● Extrait présenté

Numéro 12 - Décembre 2018

Bulletin des arrêts des chambres civiles

Bulletin des arrêts des chambres civiles

Numéro 12 - Décembre 2018

SEPARATION DES POUVOIRS

1re Civ., 12 décembre 2018, n° 18-10.977, (P)

Cassation sans renvoi

Compétence judiciaire – Domaine d'application – Contentieux général de la sécurité sociale – Définition – Exclusion – Cas – Litiges relatifs à des prestations ou avantages inhérents au statut des fonctionnaires et agents de l'Etat et des collectivités publiques – Applications diverses

Les litiges relatifs à l'application du régime de sécurité sociale aux fonctionnaires et agents de l'Etat et des collectivités publiques relèvent de la compétence des juridictions du contentieux général de la sécurité sociale, à moins qu'ils ne portent sur des prestations ou avantages inhérents à leur statut.

Dès lors, il appartient à la juridiction administrative de connaître du litige né du recouvrement de prestations indûment versées par la Caisse nationale de retraite des agents des collectivités locales au conjoint survivant divorcé d'un agent affilié, le droit à pension de réversion constituant un avantage inhérent au statut de cet agent.

● Données fournies
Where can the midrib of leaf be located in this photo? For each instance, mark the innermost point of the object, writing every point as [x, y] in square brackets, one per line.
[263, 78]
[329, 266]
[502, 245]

● Objectifs
1. Répondez à ces questions sur l'extrait du bulletin :
(a) Quelle date et quel numéro porte l'arrêt de la 1re chambre civile ?
(b) Quelle décision cet arrêt prononce-t-il ?
(c) Quelle juridiction doit juger le litige né du recouvrement des prestations versées à tort par la Caisse nationale de retraite des agents des collectivités locales ?
2. Recopiez l'extrait du bulletin entre « 1re Civ., 12 décembre 2018, n° 18-10.977, (P) » et « à leur statut. », ces deux passages compris.

● Résultats par tâche
1.
(a) 12 décembre 2018, n° 18-10.977
(b) Cassation sans renvoi
(c) La juridiction administrative

2.
1re Civ., 12 décembre 2018, n° 18-10.977, (P)

Cassation sans renvoi

Compétence judiciaire – Domaine d'application – Contentieux général de la sécurité sociale – Définition – Exclusion – Cas – Litiges relatifs à des prestations ou avantages inhérents au statut des fonctionnaires et agents de l'Etat et des collectivités publiques – Applications diverses

Les litiges relatifs à l'application du régime de sécurité sociale aux fonctionnaires et agents de l'Etat et des collectivités publiques relèvent de la compétence des juridictions du contentieux général de la sécurité sociale, à moins qu'ils ne portent sur des prestations ou avantages inhérents à leur statut.